* BEGIN *

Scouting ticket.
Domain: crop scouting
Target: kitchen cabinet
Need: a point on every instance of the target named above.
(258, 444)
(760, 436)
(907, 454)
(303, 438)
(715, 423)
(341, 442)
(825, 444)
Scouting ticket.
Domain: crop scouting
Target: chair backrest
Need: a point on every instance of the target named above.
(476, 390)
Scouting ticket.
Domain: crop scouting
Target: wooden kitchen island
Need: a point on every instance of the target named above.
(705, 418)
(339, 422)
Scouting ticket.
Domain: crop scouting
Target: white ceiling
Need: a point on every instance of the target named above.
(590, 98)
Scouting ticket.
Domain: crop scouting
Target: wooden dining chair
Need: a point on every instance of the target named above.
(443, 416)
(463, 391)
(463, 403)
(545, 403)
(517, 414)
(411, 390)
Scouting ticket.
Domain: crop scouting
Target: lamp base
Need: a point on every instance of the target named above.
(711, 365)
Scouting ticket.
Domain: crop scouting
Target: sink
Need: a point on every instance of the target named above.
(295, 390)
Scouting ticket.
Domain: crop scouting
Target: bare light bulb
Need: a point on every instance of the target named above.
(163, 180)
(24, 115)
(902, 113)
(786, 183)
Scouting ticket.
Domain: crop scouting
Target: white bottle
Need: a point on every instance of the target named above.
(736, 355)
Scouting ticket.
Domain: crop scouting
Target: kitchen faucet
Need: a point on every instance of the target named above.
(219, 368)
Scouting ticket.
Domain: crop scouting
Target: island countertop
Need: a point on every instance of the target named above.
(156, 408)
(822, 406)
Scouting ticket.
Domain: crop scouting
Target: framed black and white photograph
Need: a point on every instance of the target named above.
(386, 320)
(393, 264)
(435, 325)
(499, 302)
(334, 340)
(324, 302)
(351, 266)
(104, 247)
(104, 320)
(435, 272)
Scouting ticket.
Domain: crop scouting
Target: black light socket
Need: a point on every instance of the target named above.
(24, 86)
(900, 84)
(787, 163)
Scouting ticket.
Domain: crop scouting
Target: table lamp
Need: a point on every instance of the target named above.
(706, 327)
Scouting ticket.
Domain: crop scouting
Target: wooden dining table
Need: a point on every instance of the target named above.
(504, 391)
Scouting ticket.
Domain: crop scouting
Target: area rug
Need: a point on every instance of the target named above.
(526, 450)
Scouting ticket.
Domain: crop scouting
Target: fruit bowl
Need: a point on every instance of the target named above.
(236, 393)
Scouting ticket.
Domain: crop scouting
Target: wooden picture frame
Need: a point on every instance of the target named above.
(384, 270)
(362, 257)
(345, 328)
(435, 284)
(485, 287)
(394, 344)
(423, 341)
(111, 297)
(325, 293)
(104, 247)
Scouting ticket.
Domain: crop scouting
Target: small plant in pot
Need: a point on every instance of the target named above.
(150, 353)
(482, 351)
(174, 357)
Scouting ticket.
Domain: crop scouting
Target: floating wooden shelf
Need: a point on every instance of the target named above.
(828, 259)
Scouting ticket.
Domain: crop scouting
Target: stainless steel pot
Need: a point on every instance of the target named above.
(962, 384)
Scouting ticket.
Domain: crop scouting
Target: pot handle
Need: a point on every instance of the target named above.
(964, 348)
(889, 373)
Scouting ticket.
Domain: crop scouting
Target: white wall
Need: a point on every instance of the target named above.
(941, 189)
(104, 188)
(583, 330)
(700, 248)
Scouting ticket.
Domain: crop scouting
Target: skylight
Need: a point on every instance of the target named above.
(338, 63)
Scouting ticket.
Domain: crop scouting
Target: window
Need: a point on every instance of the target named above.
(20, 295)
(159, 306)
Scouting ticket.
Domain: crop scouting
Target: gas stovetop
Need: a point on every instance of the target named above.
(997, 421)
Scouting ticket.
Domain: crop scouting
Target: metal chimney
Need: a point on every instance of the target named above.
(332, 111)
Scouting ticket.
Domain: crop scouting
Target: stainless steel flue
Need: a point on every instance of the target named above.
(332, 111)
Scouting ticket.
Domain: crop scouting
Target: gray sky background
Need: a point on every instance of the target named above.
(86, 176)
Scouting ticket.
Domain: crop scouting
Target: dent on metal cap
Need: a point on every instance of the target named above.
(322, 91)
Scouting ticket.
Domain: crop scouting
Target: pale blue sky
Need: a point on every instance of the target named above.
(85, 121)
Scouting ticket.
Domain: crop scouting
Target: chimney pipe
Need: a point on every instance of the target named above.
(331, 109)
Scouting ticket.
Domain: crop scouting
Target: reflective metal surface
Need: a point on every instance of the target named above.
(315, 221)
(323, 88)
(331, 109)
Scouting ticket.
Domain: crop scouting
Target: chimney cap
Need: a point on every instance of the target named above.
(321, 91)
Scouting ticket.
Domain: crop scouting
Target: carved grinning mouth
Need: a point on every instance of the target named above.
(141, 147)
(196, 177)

* END *

▶ _Aim of the task_
Pick out every line above that contains the word "wooden", and copy each of those lines in full.

▶ _Answer to this problem_
Target: wooden kitchen island
Target: wooden dining chair
Target: wooden dining table
Target: wooden picture frame
Target: floating wooden shelf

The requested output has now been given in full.